Kedaulatan Rakyat, Jumat Kliwon, 7 November 2014.
Halaman 12.
oleh Benni
Setiawan*)
Tulisan
Mukhijab, “Muhammadiyah dan Kekuasaan Jokowi’, KR, 3 November 2014 menyarankan agar Persyarikatan melakukan
metamorfosis dalam politik. Ia menyatakan menjadi penonton tak selamanya enak.
Bagi dosen Universitas Islam Indonesia ini, Muhammadiyah perlu masuk dalam
pusaran politik agar tidak terjadi manipulasi kekuasaan politik.
Bagi saya,
Muhammadiyah tidak perlu melakukan itu. Karena Khittah Persyarikatan
Muhammadiyah adalah sebagai organisasi sosial masyarakat. Tanpa masuk politik
pun, Muhammadiyah dapat berkhidmat dalam proses kebangsaan.
Muhammadiyah,
sejak era kepemimpinan Susilo Bambang Yudhoyono (SBY) memang tak lagi mendapat
“jatah menteri”. Bahkan, banyak pengamat menyebut hubungan SBY dengan
Muhammadiyah sempat renggang. Hal itu dibuktikan dengan banyak kegiatan utama
Muhammadiyah tak dihadiri secara langsung oleh Presiden.
Setelah
era SBY berakhir, warga Persyarikatan dapat menjalin hubungan baik dengan
pemerintahan baru. Geliat politik yang dimotori Dien Syamsuddin (sebagai Ketua
Umum PP Muhammadiyah) dan Ahmad Syafii Maarif, mengguratkan sebuah cita,
hubungan ini akan mulus dan baik. Namun, setelah pengumuman Kabinet Kerja,
tampaknya Muhammadiyah belum mendapat tempat istimewa di Republik. Padahal,
Muhammadiyah telah berkarya dan bertindak melalui bidang pendidikan, kesehatan,
dan pelayanan sosial yang diakui oleh dunia.
Namun, tak
mendapatkan jatah menteri bukanlah akhir dari kisah pengabdian Muhammadiyah
untuk bangsa dan negara. Muhammadiyah tidak akan kewirangan dan Kapiran
tanpa masuk kabinet. Dalam konteks ora
kewirangan (malu, aib), Muhammadiyah akan tetap berdiri tegak. Muhammadiyah
tak akan mengemis jabatan. Kerja sosial Muhammadiyah yang dimulai oleh
komunitas pedagang tak akan surut. Komunitas dagang bercorak (man action), akan menjadi spirit utama
Persyarikatan.
Melalui
semangat itu, Muhammadiyah tidak akan “kapiran”, miskin atau kekurangan.

Perintah Tugas 1: Tentukan apakah setiap pernyataan berikut sesuai dengan tulisan tentang Muhammadiyah dan politik. Jawab ya atau tidak, lalu kutip kata-kata penentunya dari tulisan itu. (a) Mukhijab adalah dosen Universitas Islam Indonesia. (b) Penulis berpendapat bahwa Muhammadiyah perlu masuk ke dalam pusaran politik. (c) Setelah pengumuman Kabinet Kerja, Muhammadiyah mendapat tempat istimewa di Republik.
Perintah Tugas 2: Teruskan tulisan tentang Muhammadiyah dan politik ini, mulai setelah kalimat terakhirnya.
Catatan yang menyusul tidak berperan dalam pengerjaan ini.

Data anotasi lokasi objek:
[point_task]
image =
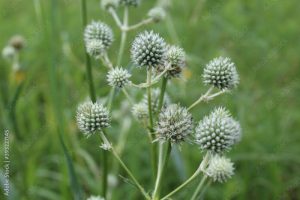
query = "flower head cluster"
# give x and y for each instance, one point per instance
(220, 169)
(98, 37)
(157, 14)
(174, 124)
(118, 77)
(148, 50)
(175, 60)
(129, 2)
(91, 117)
(155, 94)
(221, 73)
(218, 132)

Jawaban yang Diharapkan 1:
(a) Ya: "Bagi dosen Universitas Islam Indonesia ini, Muhammadiyah perlu masuk dalam pusaran politik"
(b) Tidak: "Bagi saya, Muhammadiyah tidak perlu melakukan itu."
(c) Tidak: "tampaknya Muhammadiyah belum mendapat tempat istimewa di Republik."

Jawaban yang Diharapkan 2:
Bahkan, kerja Muhammadiyah akan semakin solid. Spirit “urunan” akan terus
menggelora dalam detak jantung Persyarikatan. Spirit itulah yang hingga kini
terpelihara dengan baik dalam rahim organisasi yang didirikan oleh KH Ahmad
Dahlan lebih dari seabad lalu. Muhammadiyah mampu membangun sekolah mulai dari
Taman Kanak-kanak hingga Perguruan Tinggi, rumah sakit, panti-panti
sosial, berkat kerja keras seluruh
lapisan persyarikatan.
Penyeimbang
Oleh
karena itu, ketidakterwakilan Muhammadiyah dalam Kabinet Kerja bukanlah kiamat.
Muhammadiyah tetap terus berkarya membangun kebangsaan dan kemanusiaan.
Muhammadiyah akan terus mendidik anak bangsa, menyantuni orang miskin, dan
memberikan pelayanan maksimal kepada orang-orang yang sakit dengan spirit
Penolong Kesengsaraan Oemoem (PKO). Muhammadiyah pun akan menjadi mitra
strategis bagi pemerintah. Sebagaimana amanat Milad Muhammadiyah, Muhammadiyah
akan menjadi pengingat dikala pemerintah lalai, penyemangat di kala lesu,
penggerak di saat berhenti.
Posisi
Muhammadiyah saat ini sangatlah strategis. Artinya, Muhammadiyah dapat
bertindak sebagai “penyeimbang” jalannya pemerintahan Jokowi-JK. Penyeimbang
bukan berarti oposisi, karena tugas itu telah melekat pada Koalisi Merah Putih
(KMP). Penyeimbang di sini, merupakan kerja berbarengan, dalam ranah atau
wilayah yang berbeda. Pemerintah mengurusi jajaran birokrasinya, Muhammadiyah
membina umat (warga bangsa).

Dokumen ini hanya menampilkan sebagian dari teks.